→ PROBLEMS TO WORK ON:
(a) According to the Conor Gearty biography, in what year did he become a fellow of Emmanuel College, Cambridge?
(b) Revise the Conor Gearty biography from "Gearty is also" to "and Roehampton University.", putting "practicing" in place of "practising".

→ SUPPLIED PASSAGE:
┄┄┄┄┄┄┄┄┄┄
Conor A. Gearty  (born November 1957) is the Professor of Human Rights Law at LSE Department of Law. From 2002 to 2009, he was Director of the Centre for the Study of Human Rights at the London School of Economics. His academic research focuses primarily on civil liberties, terrorism and human rights.

Conor Gearty was born in Ireland and graduated in law from University College Dublin before moving to Wolfson College, Cambridge in 1980 to study for a master's degree and then for a PhD. He became a fellow of Emmanuel College, Cambridge in 1983. In 1990, he moved to the school of law at King’s College London, where he was first a senior lecturer, then a reader and finally (from 1995) a professor.

Gearty is also a practising barrister and a founder member of Matrix Chambers. He has also been a visiting professor at Boston University, the University of Richmond and the University of New South Wales. He received honorary degrees from Brunel University and Roehampton University.
┄┄┄┄┄┄┄┄┄┄
→ DATA SECTION:
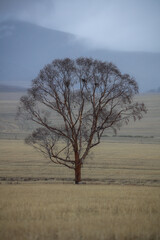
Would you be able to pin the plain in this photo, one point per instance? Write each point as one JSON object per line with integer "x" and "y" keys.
{"x": 109, "y": 206}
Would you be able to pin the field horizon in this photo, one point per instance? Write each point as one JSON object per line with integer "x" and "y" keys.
{"x": 130, "y": 157}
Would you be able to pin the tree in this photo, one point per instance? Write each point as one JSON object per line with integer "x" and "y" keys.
{"x": 89, "y": 97}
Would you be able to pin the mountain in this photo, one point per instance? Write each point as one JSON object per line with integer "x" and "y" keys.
{"x": 26, "y": 48}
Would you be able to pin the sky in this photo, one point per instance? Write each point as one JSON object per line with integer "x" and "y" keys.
{"x": 123, "y": 25}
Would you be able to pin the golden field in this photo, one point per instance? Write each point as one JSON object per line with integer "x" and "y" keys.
{"x": 121, "y": 197}
{"x": 83, "y": 212}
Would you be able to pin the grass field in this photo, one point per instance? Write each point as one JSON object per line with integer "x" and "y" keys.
{"x": 64, "y": 212}
{"x": 121, "y": 197}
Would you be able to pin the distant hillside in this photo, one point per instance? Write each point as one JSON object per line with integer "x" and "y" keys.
{"x": 26, "y": 48}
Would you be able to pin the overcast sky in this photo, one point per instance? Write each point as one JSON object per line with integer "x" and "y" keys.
{"x": 125, "y": 25}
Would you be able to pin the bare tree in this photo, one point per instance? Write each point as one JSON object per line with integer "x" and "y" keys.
{"x": 89, "y": 96}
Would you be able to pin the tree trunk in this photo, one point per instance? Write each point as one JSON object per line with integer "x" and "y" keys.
{"x": 77, "y": 169}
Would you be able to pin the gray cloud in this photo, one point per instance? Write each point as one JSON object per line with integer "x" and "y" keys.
{"x": 128, "y": 25}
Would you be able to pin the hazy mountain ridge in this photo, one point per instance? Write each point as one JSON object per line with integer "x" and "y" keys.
{"x": 26, "y": 48}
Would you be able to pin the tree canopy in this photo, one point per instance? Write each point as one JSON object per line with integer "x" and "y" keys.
{"x": 89, "y": 97}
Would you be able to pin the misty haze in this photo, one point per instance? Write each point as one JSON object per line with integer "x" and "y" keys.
{"x": 79, "y": 119}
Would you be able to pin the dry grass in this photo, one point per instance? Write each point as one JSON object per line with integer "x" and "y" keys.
{"x": 64, "y": 212}
{"x": 97, "y": 212}
{"x": 119, "y": 163}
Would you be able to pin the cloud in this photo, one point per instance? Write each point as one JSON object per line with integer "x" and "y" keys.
{"x": 113, "y": 24}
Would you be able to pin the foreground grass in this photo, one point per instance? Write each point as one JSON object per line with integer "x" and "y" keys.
{"x": 64, "y": 212}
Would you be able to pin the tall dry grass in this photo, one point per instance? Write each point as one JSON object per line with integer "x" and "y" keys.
{"x": 64, "y": 212}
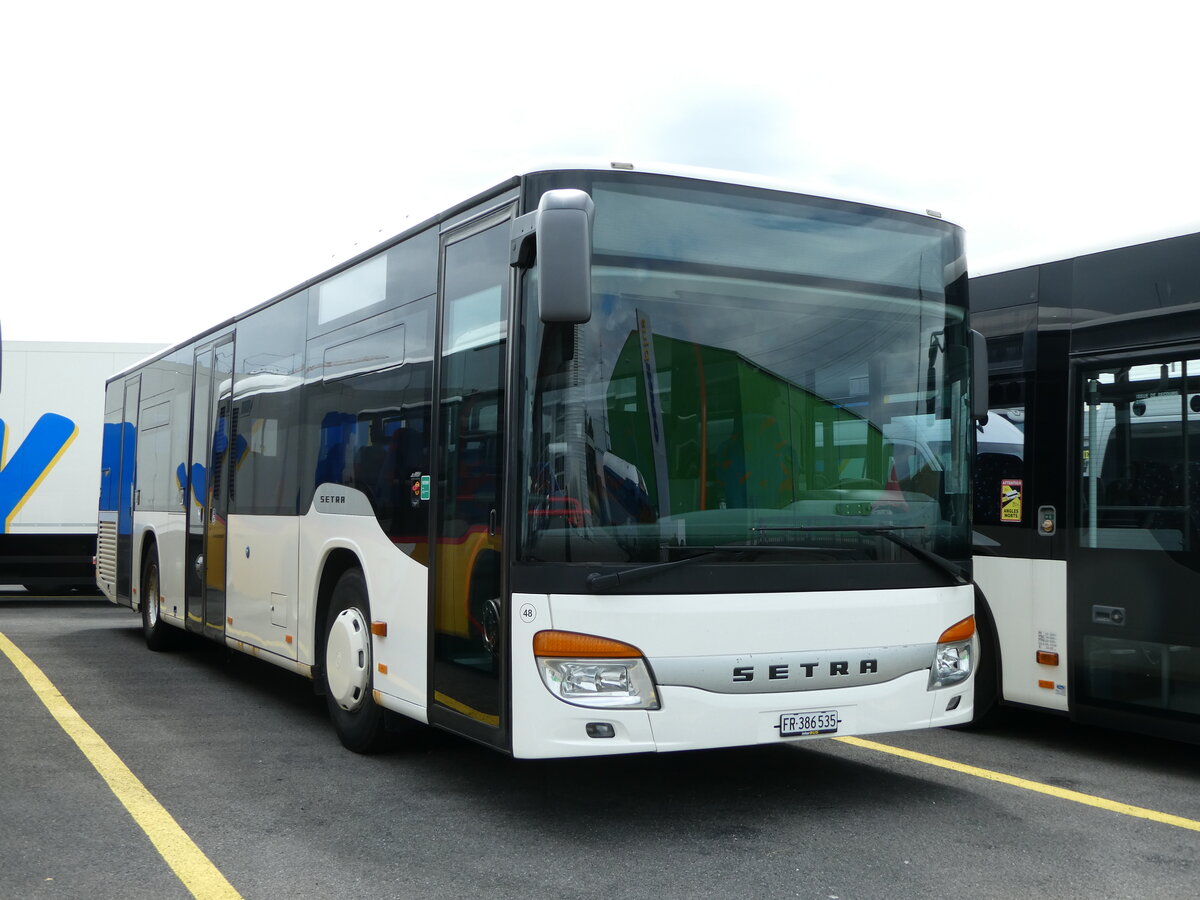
┄┄┄┄┄┄┄┄┄┄
→ SOLUTIONS TO THE PROBLEMS:
(a) 1983

(b)
Gearty is also a practicing barrister and a founder member of Matrix Chambers. He has also been a visiting professor at Boston University, the University of Richmond and the University of New South Wales. He received honorary degrees from Brunel University and Roehampton University.